§ Data shown:
══════
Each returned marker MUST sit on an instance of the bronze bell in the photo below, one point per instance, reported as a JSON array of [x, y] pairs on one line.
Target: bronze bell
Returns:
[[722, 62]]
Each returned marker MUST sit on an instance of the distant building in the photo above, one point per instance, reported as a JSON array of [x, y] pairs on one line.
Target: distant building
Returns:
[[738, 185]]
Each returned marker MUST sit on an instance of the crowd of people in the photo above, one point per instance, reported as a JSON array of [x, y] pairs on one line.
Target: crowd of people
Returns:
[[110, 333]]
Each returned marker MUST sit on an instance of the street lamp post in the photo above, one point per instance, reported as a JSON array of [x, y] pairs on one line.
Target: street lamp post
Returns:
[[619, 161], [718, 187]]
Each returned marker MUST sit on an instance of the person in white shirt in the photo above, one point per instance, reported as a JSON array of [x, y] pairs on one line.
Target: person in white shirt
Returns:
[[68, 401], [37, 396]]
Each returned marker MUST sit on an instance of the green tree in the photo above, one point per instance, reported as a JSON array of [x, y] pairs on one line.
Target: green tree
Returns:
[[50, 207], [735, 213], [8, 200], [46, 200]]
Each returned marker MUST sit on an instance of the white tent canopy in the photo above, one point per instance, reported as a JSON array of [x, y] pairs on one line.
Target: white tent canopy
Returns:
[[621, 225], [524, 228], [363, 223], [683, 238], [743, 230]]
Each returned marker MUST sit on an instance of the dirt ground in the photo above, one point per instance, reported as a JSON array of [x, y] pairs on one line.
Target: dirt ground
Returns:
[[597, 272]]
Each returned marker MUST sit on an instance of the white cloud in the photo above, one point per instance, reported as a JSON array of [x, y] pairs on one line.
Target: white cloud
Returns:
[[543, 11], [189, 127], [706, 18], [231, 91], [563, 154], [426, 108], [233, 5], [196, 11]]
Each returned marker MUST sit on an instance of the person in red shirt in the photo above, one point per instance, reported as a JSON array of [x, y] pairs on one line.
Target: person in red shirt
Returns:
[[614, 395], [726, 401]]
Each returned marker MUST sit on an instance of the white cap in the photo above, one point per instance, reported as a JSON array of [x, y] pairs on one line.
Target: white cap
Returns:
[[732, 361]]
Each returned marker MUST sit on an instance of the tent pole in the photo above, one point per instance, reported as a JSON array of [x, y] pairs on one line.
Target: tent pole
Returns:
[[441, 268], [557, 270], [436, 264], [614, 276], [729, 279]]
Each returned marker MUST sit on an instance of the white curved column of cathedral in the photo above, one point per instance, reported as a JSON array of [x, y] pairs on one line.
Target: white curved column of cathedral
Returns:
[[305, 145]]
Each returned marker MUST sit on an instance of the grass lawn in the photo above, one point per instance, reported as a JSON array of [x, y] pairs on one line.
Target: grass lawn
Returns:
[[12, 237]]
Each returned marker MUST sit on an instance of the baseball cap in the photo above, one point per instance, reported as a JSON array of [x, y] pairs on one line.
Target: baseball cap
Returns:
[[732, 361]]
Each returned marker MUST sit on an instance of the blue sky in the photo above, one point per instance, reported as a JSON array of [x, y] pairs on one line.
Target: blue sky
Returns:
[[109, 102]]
══════
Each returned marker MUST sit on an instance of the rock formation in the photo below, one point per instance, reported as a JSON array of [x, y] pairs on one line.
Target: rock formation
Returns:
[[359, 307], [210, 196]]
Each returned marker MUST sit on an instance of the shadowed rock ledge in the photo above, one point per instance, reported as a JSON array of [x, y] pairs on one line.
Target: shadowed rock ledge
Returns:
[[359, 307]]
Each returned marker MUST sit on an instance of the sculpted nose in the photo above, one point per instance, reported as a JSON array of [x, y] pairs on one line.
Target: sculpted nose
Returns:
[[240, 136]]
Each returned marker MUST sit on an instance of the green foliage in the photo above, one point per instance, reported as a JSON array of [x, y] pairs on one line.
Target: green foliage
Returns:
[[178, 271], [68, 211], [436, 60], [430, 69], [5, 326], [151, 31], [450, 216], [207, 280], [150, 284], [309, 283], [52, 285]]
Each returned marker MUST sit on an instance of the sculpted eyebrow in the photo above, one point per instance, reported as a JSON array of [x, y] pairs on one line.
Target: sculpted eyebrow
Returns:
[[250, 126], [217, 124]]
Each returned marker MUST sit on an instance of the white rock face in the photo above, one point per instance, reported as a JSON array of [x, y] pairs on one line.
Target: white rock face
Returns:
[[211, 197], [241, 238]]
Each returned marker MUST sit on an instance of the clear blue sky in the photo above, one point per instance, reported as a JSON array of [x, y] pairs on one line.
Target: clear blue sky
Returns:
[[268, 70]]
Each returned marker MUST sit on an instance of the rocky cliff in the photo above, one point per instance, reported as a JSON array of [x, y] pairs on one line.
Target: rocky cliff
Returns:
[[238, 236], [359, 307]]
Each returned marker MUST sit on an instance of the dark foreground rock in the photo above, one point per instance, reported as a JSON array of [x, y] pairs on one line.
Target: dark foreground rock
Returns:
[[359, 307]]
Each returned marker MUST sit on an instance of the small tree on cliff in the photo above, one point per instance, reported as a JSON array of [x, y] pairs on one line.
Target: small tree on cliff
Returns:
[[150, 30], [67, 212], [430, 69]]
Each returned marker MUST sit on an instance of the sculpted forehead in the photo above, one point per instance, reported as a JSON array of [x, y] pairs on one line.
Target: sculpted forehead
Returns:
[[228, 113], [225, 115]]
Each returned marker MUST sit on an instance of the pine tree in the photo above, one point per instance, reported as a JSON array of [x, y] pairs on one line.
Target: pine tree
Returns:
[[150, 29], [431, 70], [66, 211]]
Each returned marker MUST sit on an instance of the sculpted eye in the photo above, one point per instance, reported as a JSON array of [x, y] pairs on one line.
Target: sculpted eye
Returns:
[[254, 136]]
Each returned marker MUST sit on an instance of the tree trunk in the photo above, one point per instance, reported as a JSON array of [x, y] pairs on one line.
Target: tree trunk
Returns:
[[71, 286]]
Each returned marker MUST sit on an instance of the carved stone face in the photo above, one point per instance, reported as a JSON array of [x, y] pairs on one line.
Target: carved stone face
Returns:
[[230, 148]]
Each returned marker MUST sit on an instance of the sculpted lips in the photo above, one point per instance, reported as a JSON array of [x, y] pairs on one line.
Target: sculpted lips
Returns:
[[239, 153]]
══════
§ Task to carry out:
Put the rows between the lines holding "the white cloud" and "[[109, 102]]", inclusive, into a two-column CSV with the columns input and output, one CSV line per row. Place each row's text in input and its answer in output, with each value in one quoted field and line breaks replaced by spaces.

§ Answer to this task:
input,output
"Each returned marker MUST sit on an instance of the white cloud in the photo above, one point per instance, reported as a JSON array of [x, y] pairs on one line. Target: white cloud Returns:","[[543, 11], [189, 127], [706, 18], [231, 91], [563, 154], [426, 108], [233, 5], [196, 11]]"
"Each returned marker MUST sit on an instance of the person in red shirt in the photo above, one point per instance, reported as a JSON array of [x, y] pairs on one line. Target: person in red shirt Returns:","[[614, 395], [726, 401]]"
"Each returned marker MUST sit on an instance of the white cap in the photo above, one point per instance, reported as a JSON array of [x, y] pairs on one line. Target: white cap Returns:","[[732, 361]]"
"Each returned marker MUST sit on an instance of the tent pole in the photo above, one point per instance, reported as a JSON array of [x, y] pairs on one line. Target: tent pole Returns:","[[441, 268], [557, 270], [436, 264], [614, 276], [729, 279]]"
"Each returned marker MUST sit on an instance of the white curved column of cathedral in the photo above, one point per instance, reported as a JSON array of [x, y] pairs on one line. Target: white curved column of cathedral Returns:","[[305, 145]]"
"Each returned marker MUST sit on an instance of the grass lawn in the photo above, one point per instance, reported as a JSON array of [x, y] pairs on one line. Target: grass lawn Returns:","[[12, 237]]"
"Each returned marker MUST sit on an instance of the baseball cap in the photo above, one point per instance, reported as a JSON array of [x, y] pairs on one line. Target: baseball cap Returns:","[[732, 361]]"
"Each returned marker MUST sit on an instance of the blue sky in the photo above, one point per instance, reported as a JSON array of [x, y] pairs on one line. Target: blue sky Returns:","[[109, 102]]"